#### REQUISITOS
A: Com base no trecho, explique por que o registro do PCB foi cassado.
B: De acordo com o trecho, qual partido se beneficiou do vazio político deixado pela cassação do PCB?
C: Reescreva a parte do trecho que começa nas palavras "A verdadeira oposição" e termina após "eleições de 1950.", substituindo "burguesia" por "elite".

#### TRECHO
------
A verdadeira oposição ao governo veio do PCB, que, como exposto, retornou
como o maior partido comunista da América Latina. Na Assembleia Constituinte de 1946,
os comunistas foram os críticos mais ferrenhos dos dispositivos liberais da Constituição
e incisivos quanto ao apelo do governo com os investidores estrangeiros (Skidmore, 1975),
o que permite compreender o motivo da cassação do registro do partido, pois seus
membros eleitos representavam o verdadeiro projeto contra-hegemônico e incomodavam
a burguesia.
A partir daquele momento, a trajetória imposta ao partido não foi das melhores,
fato que beneficiou amplamente o PTB, que aproveitou o vazio político advindo da
cassação do PCB. Em suma, foi o partido incentivado por Getúlio Vargas que ocupou esse
lugar, angariando os votos da esquerda e servindo como uma base para seu próprio
retorno nas eleições de 1950.
------
#### LINHAS APRESENTADAS
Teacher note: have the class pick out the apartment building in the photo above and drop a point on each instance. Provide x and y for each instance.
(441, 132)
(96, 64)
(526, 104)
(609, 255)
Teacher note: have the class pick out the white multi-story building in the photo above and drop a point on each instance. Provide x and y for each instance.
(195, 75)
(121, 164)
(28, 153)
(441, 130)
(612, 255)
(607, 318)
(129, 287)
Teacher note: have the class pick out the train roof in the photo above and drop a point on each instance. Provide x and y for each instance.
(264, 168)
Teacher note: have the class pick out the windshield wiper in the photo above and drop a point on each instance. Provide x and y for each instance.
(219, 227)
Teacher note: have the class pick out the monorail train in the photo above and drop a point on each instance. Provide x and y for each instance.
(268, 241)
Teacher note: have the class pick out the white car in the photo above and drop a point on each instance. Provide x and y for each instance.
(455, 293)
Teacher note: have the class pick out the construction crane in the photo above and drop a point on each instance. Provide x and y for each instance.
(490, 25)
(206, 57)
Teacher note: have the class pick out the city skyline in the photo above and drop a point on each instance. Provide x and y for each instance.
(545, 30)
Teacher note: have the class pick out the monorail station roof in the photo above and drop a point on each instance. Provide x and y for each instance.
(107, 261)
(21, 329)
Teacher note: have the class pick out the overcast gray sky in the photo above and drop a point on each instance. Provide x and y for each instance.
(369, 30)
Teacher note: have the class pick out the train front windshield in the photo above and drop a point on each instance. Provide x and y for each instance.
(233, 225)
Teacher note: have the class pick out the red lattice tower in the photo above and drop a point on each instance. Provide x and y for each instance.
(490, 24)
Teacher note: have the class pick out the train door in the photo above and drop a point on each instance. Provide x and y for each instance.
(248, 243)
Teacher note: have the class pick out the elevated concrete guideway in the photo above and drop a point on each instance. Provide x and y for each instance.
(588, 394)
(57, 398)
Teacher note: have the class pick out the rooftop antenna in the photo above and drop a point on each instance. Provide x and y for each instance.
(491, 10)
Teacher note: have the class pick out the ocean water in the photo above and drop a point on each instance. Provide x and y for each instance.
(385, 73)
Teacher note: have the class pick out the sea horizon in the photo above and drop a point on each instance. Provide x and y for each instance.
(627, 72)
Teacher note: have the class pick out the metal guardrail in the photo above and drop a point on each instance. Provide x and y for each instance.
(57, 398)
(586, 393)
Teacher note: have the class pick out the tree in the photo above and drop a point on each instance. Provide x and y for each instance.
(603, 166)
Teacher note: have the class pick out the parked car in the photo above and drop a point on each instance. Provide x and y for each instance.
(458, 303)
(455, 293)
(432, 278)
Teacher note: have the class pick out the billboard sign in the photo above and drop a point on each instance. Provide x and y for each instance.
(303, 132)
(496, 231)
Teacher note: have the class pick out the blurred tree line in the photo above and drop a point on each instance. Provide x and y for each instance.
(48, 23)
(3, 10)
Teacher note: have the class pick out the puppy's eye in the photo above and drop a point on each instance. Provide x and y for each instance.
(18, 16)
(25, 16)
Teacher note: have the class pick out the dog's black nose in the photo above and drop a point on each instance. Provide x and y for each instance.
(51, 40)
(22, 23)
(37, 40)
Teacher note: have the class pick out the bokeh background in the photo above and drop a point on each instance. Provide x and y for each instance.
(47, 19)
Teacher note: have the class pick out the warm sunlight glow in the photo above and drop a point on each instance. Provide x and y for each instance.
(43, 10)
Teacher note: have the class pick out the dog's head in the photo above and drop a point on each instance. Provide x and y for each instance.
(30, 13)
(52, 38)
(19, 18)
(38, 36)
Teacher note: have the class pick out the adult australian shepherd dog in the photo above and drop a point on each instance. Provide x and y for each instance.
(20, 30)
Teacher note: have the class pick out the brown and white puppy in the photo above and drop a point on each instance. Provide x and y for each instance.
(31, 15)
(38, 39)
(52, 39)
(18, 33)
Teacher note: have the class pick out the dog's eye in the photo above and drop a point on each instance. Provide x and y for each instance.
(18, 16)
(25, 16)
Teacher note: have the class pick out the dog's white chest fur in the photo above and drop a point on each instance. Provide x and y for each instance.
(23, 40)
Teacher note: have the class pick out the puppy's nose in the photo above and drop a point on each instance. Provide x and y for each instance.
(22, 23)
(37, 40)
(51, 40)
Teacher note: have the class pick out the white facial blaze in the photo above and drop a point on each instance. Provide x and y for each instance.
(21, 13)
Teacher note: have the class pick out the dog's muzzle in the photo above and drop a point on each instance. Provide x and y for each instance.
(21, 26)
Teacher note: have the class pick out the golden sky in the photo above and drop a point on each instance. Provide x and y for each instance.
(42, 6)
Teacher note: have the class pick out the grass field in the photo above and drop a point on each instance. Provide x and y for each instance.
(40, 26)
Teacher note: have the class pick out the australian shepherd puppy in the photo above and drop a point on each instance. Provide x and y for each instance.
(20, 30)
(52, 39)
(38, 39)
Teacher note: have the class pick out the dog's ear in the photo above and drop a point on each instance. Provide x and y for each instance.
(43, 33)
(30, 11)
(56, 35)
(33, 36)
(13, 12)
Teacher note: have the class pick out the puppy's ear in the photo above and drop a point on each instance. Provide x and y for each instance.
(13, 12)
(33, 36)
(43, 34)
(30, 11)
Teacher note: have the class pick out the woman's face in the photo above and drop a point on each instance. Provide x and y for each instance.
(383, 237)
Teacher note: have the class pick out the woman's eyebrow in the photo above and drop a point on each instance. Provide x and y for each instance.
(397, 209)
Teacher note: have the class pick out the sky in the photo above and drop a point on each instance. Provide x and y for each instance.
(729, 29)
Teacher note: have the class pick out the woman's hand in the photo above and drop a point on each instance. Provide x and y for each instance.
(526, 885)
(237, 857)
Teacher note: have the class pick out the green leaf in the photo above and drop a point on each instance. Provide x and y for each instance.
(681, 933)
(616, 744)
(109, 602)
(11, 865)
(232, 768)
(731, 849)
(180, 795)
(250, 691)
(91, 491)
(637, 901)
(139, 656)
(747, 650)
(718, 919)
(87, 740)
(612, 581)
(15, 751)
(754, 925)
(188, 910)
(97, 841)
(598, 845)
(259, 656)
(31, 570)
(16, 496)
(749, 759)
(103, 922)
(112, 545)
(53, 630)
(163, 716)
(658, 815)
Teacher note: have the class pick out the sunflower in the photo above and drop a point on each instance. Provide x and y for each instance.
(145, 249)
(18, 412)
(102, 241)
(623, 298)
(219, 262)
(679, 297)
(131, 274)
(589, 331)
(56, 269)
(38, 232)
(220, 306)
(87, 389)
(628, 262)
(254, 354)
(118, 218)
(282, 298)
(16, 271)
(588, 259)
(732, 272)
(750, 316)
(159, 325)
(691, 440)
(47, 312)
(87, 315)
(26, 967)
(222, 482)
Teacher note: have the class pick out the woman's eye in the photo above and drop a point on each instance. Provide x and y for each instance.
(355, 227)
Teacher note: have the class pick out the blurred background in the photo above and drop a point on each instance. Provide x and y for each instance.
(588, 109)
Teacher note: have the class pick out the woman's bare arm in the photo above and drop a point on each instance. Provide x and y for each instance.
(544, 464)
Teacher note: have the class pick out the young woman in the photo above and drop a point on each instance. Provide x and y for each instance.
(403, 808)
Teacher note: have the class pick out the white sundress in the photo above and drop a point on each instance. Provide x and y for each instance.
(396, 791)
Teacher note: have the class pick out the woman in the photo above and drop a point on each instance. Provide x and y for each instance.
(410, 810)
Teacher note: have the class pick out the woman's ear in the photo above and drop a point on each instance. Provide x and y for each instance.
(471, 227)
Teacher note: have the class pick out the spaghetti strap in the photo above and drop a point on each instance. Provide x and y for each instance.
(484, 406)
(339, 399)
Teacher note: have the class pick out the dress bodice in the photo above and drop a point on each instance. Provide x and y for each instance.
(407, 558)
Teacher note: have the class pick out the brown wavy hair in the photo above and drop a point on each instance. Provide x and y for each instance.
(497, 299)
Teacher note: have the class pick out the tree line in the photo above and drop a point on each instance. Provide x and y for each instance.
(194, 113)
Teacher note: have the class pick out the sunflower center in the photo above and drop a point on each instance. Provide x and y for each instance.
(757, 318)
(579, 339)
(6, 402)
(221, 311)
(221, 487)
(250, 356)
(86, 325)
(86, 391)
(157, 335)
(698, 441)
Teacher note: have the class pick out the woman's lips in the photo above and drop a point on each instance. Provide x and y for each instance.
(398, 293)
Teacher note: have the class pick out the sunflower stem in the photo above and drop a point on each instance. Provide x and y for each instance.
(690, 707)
------
#### RESULTADOS POR TAREFA
A: Segundo o trecho, o registro do partido foi cassado porque seus membros eleitos representavam o verdadeiro projeto contra-hegemônico e incomodavam a burguesia. Na Assembleia Constituinte de 1946, os comunistas haviam criticado com dureza os dispositivos liberais da Constituição e o apelo do governo aos investidores estrangeiros.

B: O PTB, partido incentivado por Getúlio Vargas.

C:
A verdadeira oposição ao governo veio do PCB, que, como exposto, retornou
como o maior partido comunista da América Latina. Na Assembleia Constituinte de 1946,
os comunistas foram os críticos mais ferrenhos dos dispositivos liberais da Constituição
e incisivos quanto ao apelo do governo com os investidores estrangeiros (Skidmore, 1975),
o que permite compreender o motivo da cassação do registro do partido, pois seus
membros eleitos representavam o verdadeiro projeto contra-hegemônico e incomodavam
a elite.
A partir daquele momento, a trajetória imposta ao partido não foi das melhores,
fato que beneficiou amplamente o PTB, que aproveitou o vazio político advindo da
cassação do PCB. Em suma, foi o partido incentivado por Getúlio Vargas que ocupou esse
lugar, angariando os votos da esquerda e servindo como uma base para seu próprio
retorno nas eleições de 1950.